— START OF Stored rows —
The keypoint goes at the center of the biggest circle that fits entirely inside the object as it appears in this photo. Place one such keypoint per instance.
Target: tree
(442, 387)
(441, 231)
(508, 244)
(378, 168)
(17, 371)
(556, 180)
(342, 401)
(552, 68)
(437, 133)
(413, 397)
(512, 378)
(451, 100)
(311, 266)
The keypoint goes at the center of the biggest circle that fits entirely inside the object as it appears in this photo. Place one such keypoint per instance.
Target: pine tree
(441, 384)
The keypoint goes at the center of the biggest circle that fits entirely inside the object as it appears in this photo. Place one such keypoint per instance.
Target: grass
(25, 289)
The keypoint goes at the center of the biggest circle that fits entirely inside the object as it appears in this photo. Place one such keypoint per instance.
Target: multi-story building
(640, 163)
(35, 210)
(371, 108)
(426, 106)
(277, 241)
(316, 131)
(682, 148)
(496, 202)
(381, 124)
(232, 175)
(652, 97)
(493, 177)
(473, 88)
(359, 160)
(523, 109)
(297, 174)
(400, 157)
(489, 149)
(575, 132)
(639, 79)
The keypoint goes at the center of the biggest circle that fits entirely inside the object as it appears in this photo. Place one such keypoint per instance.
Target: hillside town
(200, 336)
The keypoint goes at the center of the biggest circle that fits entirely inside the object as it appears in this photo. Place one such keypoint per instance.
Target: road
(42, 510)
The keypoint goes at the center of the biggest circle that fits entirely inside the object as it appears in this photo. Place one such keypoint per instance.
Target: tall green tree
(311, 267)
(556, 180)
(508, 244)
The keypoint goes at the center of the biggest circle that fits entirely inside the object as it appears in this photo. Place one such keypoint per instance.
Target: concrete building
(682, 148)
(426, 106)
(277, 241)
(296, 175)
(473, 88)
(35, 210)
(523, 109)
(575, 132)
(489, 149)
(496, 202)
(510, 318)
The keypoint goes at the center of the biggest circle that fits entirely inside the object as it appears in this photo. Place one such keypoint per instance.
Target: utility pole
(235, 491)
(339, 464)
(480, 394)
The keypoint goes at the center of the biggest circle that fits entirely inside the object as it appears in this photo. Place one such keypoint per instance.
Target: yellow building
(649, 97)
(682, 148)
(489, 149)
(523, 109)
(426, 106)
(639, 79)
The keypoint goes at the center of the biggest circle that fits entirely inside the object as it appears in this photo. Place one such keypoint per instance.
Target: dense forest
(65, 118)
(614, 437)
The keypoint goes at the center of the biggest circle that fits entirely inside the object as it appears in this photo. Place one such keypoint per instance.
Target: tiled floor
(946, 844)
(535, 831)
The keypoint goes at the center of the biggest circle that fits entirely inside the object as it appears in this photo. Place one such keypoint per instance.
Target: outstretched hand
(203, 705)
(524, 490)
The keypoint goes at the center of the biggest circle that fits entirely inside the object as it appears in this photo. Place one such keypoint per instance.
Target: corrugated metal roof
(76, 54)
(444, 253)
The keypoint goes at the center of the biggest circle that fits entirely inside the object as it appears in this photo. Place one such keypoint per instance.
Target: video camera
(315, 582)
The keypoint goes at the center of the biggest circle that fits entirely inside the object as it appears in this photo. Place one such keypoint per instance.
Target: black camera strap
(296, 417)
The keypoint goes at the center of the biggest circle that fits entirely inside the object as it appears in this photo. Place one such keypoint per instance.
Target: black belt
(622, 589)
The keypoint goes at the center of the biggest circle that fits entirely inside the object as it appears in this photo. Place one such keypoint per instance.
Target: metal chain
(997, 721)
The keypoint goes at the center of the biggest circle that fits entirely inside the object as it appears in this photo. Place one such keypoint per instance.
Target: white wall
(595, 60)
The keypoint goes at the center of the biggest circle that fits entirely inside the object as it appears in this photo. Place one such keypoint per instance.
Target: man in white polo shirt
— END OF Stored rows —
*Set problem*:
Quote every entry exactly.

*Output*:
The keypoint goes at the center of the biggest circle that fits entirely inside the object as it appears in this photo. Place one such keypoint per instance.
Target: tree
(442, 387)
(441, 231)
(508, 244)
(378, 168)
(17, 371)
(556, 180)
(342, 401)
(552, 68)
(437, 133)
(413, 397)
(512, 378)
(451, 100)
(311, 266)
The keypoint goes at the center of the biggest circle that fits entirely inside the object as it appears in this photo. Place one such keypoint per instance.
Target: pine tree
(441, 384)
The keypoint goes at the center of the biggest circle that fits entirely inside the object as it appears in this photo. Place one such keypoint per instance.
Target: grass
(25, 289)
The keypoint goes at the center of the biggest circle that fits entirely inside the object as it appears in this photo. Place one such keypoint per instance.
Target: multi-story building
(640, 163)
(35, 210)
(371, 108)
(426, 106)
(277, 241)
(316, 131)
(682, 148)
(496, 202)
(381, 124)
(232, 175)
(652, 97)
(493, 177)
(473, 88)
(359, 160)
(523, 109)
(297, 174)
(400, 157)
(489, 149)
(575, 132)
(639, 79)
The keypoint goes at the center of the biggest circle that fits entirely inside the object as it appears in this photo. Place one such keypoint per instance.
Target: hillside town
(200, 336)
The keypoint goes at the center of the biggest circle that fits entirely inside the object as it appears in this photo. Place one such keypoint per instance.
Target: road
(42, 510)
The keypoint goes at the center of the biggest circle that fits entirely inside the object as it appears in this photo. Place one such keypoint per instance.
Target: tall green tree
(311, 267)
(556, 180)
(508, 244)
The keypoint goes at the center of the biggest circle that fits entirely inside the object as it appears in this photo. Place one such keypoint per instance.
Target: concrete building
(682, 148)
(426, 106)
(277, 241)
(296, 175)
(473, 88)
(35, 210)
(523, 109)
(575, 132)
(489, 149)
(496, 202)
(510, 318)
The keypoint goes at the center of the biggest circle that fits entirely inside the object as it appears in this photo. Place one such keypoint per instance.
Target: utility pole
(235, 491)
(339, 464)
(480, 394)
The keypoint goes at the center of the biggest circle that fits entirely inside the object as it appears in this photo. Place one such keypoint per instance.
Target: yellow building
(649, 97)
(682, 148)
(489, 149)
(523, 109)
(426, 106)
(639, 79)
The keypoint goes at the center of the biggest circle that fits entirely inside the object as it appears in this photo. Place one such keypoint per instance.
Target: dense forest
(65, 118)
(614, 437)
The keypoint goes at the center of the biggest circle that fits entirely inside the object as it appears in this photo. Place one such keypoint per instance.
Target: tiled floor
(946, 844)
(535, 831)
The keypoint goes at the center of the biggest circle that fits entirely inside the object as it appears in this photo. Place one such keypoint per instance.
Target: outstretched hand
(203, 705)
(524, 490)
The keypoint goes at the center of the biggest circle that fits entirely inside the object as it appears in this photo. Place one such keypoint per instance.
Target: corrugated metal roof
(76, 54)
(444, 253)
The keypoint goes at the center of the biggest circle that fits entirely inside the object as it appears in this photo. Place one such keypoint per instance.
Target: video camera
(315, 582)
The keypoint goes at the center of the biggest circle that fits entirely inside the object as it appears in this photo. Place one such keypoint per instance.
Target: black camera strap
(296, 417)
The keypoint goes at the center of the biggest circle that fits entirely inside the object as it appears in this photo. Place one such keypoint per instance.
Target: black belt
(622, 589)
The keypoint goes at the center of the biggest circle that fits entirely inside the object as it appears in this photo. Place one such keypoint per instance.
Target: metal chain
(997, 721)
The keypoint goes at the center of the biggest circle that fits entirely inside the object as it appears in this photo. Place one such keypoint per instance.
Target: white wall
(595, 60)
The keypoint goes at the center of the biggest circle that fits entirely inside the object as it appears in this photo. Place one such keypoint per instance.
Target: man in white polo shirt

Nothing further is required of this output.